Testo da leggere =
--------------------

Una tua preghiera per questo anniversario recita: ‘Una vita intera condivisa e vissuta per il Signore ed i fratelli. Una vita iniziata, nell’umiltà e nella povertà, e dalla tua Grazia trasformata. Grazie Signore: il tuo Spirito nel battesimo mi ha reso figlio di Dio, fratello di una grande famiglia e per Lui la vita è diventata servizio. Mi hai portato dentro nel deserto, nella povertà e nella solitudine mi hai fatto conoscere il tuo abbraccio. La mia vita è diventata contemplazione, dono ai poveri ed agli umili. Grazie Signore per la tua fedeltà… Grazie, Signore, per le comunità che furono e sono parte del mio cammino’. Cosa vuol dire festeggiare 50 anni di sacerdozio?

“Celebrare 50 anni di sacerdozio vuol dire tornare a rivedere la storia. Come sempre, ci sono alcuni numeri, a cui diamo più importanza: per la vita di una famiglia o di un sacerdote ci sono i 25 ed i 50 anni. Ritornare a celebrare questi anniversari significa leggere la storia con un atteggiamento di ringraziamento per riuscire a vedere tutta la bellezza che il Signore è riuscito a compiere attraverso le nostre persone.

Per questo dobbiamo ringraziare Dio e chiederGli la forza per continuare il cammino, in quanto siamo strumenti nelle Sue mani e se siamo arrivati a questi anniversari è grazie a Lui, che ci ha tenuto sempre la mano sopra la testa. Tale anniversario significa anche celebrare la fedeltà di Dio a quelle promesse che ci aveva fatto all’inizio e che nella vita si sono realizzate nel nostro cammino”.

Per quale motivo sei sacerdote?

--------------------

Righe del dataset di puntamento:
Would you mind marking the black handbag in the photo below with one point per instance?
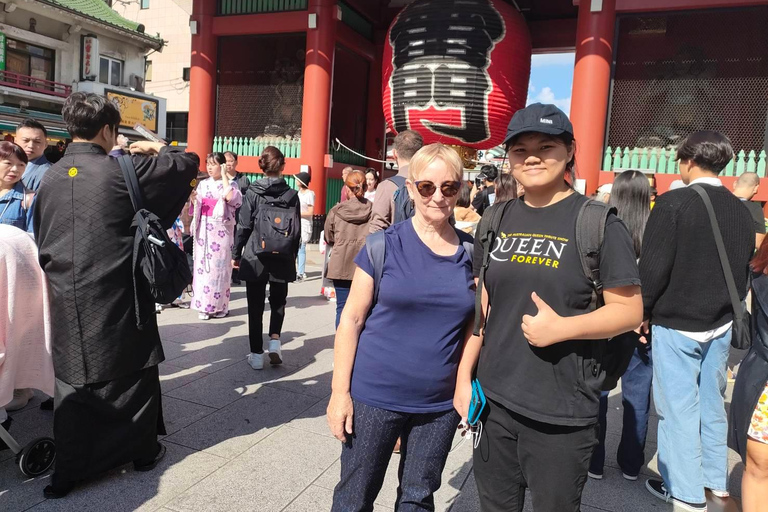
(741, 334)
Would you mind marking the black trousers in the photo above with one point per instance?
(101, 426)
(516, 453)
(255, 293)
(425, 444)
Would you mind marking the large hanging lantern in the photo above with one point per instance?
(456, 70)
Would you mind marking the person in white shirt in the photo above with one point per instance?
(307, 200)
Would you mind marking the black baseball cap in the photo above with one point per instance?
(539, 118)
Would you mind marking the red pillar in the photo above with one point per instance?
(375, 136)
(202, 80)
(316, 110)
(591, 83)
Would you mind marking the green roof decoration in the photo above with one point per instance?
(99, 10)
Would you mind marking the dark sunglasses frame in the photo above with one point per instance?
(428, 188)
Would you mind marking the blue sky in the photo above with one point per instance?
(551, 79)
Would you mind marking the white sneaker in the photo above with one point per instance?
(275, 353)
(256, 361)
(21, 398)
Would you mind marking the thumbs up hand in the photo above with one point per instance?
(545, 328)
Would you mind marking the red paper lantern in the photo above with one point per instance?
(456, 70)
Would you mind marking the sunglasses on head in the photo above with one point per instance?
(428, 189)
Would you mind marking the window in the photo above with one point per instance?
(30, 60)
(110, 71)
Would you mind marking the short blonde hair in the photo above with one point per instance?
(428, 154)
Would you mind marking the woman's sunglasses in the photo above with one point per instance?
(428, 189)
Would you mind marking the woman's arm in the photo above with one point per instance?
(469, 357)
(623, 312)
(340, 408)
(328, 227)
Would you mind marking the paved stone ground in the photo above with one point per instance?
(241, 440)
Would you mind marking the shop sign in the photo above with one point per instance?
(2, 51)
(90, 57)
(134, 109)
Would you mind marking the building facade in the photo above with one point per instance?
(168, 71)
(53, 48)
(301, 74)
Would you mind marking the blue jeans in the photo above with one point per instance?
(636, 400)
(302, 263)
(425, 443)
(689, 383)
(342, 293)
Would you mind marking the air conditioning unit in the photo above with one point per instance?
(137, 83)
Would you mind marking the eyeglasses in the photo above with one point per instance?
(428, 189)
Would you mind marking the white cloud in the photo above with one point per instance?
(547, 96)
(553, 59)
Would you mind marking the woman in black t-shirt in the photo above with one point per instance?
(536, 364)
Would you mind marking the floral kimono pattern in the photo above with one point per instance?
(213, 228)
(758, 428)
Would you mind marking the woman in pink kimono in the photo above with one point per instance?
(25, 321)
(213, 227)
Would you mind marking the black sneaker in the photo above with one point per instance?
(658, 489)
(7, 426)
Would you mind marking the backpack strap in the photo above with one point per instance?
(376, 247)
(590, 233)
(132, 181)
(487, 231)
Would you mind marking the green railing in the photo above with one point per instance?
(356, 22)
(228, 7)
(345, 156)
(662, 161)
(245, 146)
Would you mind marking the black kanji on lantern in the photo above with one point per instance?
(441, 53)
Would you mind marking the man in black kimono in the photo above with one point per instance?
(107, 396)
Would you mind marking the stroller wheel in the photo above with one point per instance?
(37, 457)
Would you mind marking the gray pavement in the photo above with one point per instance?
(242, 440)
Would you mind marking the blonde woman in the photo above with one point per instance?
(391, 383)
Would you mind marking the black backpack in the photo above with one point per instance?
(612, 357)
(277, 225)
(403, 209)
(162, 265)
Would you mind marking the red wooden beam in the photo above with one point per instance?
(272, 23)
(356, 43)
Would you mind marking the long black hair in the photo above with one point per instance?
(631, 195)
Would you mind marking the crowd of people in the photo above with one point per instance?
(492, 307)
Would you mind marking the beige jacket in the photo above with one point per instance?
(345, 230)
(384, 204)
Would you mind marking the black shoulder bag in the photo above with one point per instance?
(741, 336)
(162, 265)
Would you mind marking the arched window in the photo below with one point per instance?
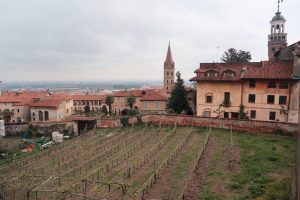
(211, 73)
(33, 116)
(228, 73)
(46, 115)
(209, 98)
(41, 116)
(207, 113)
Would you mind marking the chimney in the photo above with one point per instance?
(296, 68)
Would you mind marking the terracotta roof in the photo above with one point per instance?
(258, 70)
(47, 103)
(88, 97)
(155, 95)
(271, 70)
(128, 93)
(80, 118)
(204, 73)
(51, 101)
(21, 98)
(287, 52)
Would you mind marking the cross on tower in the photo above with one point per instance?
(279, 4)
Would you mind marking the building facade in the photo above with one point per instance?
(264, 91)
(169, 72)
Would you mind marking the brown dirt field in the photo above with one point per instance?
(164, 188)
(194, 186)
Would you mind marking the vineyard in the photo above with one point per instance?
(128, 163)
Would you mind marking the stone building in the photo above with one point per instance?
(169, 72)
(18, 103)
(95, 102)
(53, 108)
(264, 91)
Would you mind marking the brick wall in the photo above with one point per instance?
(15, 128)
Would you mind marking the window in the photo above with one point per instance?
(209, 98)
(211, 73)
(226, 99)
(271, 99)
(207, 113)
(251, 98)
(40, 116)
(252, 83)
(157, 104)
(282, 100)
(252, 114)
(271, 84)
(228, 74)
(272, 116)
(283, 85)
(226, 115)
(46, 115)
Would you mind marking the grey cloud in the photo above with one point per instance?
(127, 39)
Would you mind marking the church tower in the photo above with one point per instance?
(169, 68)
(278, 37)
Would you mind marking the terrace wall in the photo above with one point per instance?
(184, 120)
(15, 128)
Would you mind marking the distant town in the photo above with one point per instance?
(231, 131)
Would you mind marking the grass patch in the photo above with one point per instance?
(265, 162)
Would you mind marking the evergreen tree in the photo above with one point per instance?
(178, 100)
(131, 101)
(234, 56)
(109, 101)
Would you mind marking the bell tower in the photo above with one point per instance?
(169, 68)
(278, 38)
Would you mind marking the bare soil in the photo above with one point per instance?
(195, 184)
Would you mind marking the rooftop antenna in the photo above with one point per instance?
(279, 4)
(218, 47)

--------------------

Continua l'intervista sui 50 anni di sacerdozio, partendo subito dopo l'ultima domanda riportata.

“Il motivo non lo conosco neppure io. Da piccolo avevo il sogno di essere sacerdote, pur non avendo nessun parente sacerdote e neppure nella mia storia familiare. Però c’era questo desiderio, che con il trascorrere degli anni ho scoperto come vocazione. Dietro a tale desiderio c’era la chiamata di Dio di offrire la mia vita a Suo servizio per il bene della comunità?

Quale è stato il motivo per cui sei in missione?

“Il motivo si è sviluppato lungo la mia vita: quando ero in seminario la lettura di alcune riviste missionarie ha suscitato il desiderio di partire per l’Africa per fare qualcosa. Poi il contatto con alcuni amici missionari e tanta preghiera nelle ore di adorazione che facevo: in tali circostanze il Signore ha trasformato il mio cuore facendo nascere il desiderio di offrire la mia vita come pane spezzato per tanti altri fratelli. Da queste circostanze è nata la vocazione missionaria, iniziando a chiedere al vescovo la possibilità di poter andare in missione”.

E la scelta di andare in Argentina?

“Io non conoscevo affatto l’Argentina. Il mio desiderio era quello di andare in Africa; però, la nostra diocesi di Macerata già aveva una missione in Argentina, iniziata nel 1968, per cui quando chiesi al vescovo la possibilità di essere missionario la sua risposta fu positiva, però per continuare la missione già iniziata dalla diocesi”.

Quanti sono stati i sacerdoti ‘fidei donum’ della diocesi di Macerata in Argentina?

“Innanzitutto ‘fidei donum’ significa dono della fede. Molti sacerdoti della diocesi di Macerata sono stati missionari ‘fidei donum’ in Argentina. Ricordo don Fernando Mariani, che fu il primo sacerdote ‘fidei donum’ della nostra diocesi; dopo don Nazzareno Piccioni, poi tanti altri: don Quinto Lombi, don Silvano Attili, don Alberto Forconi, don Frediano Salvucci e don Felice Prosperi e poi nel 1989 sono partito anche io da Urbisaglia. Forse dalla conoscenza dei sacerdoti che già erano in missione e poi dall’esperienza dell’adorazione eucaristica è partito questo desiderio di condividere la mia vita con i più bisognosi della fede”.

Come si sta preparando la Chiesa argentina al Giubileo?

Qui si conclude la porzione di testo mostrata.